+++ Dataset rows

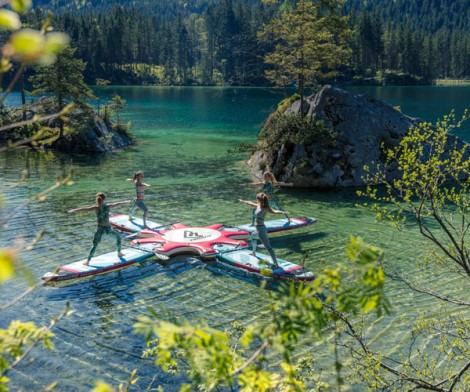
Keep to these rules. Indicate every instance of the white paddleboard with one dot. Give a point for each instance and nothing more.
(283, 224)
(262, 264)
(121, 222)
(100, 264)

++++++
+++ Dataset rows

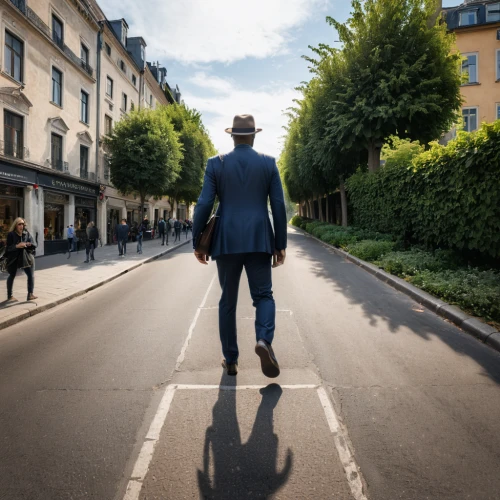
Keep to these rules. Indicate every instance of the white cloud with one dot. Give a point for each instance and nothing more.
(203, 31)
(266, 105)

++++++

[Problem]
Pull out every line of the material above that contains the word "each". Treat uppercase and lowercase letters as different.

[Solution to the exercise]
Keep to these rules. Indicate every instance of the white paddleboard with one dot. Give a point for each instance and nothing more.
Keep to these rules. Indicate every instance of the white cloud with one dot. Give a point for each instance and nothing more.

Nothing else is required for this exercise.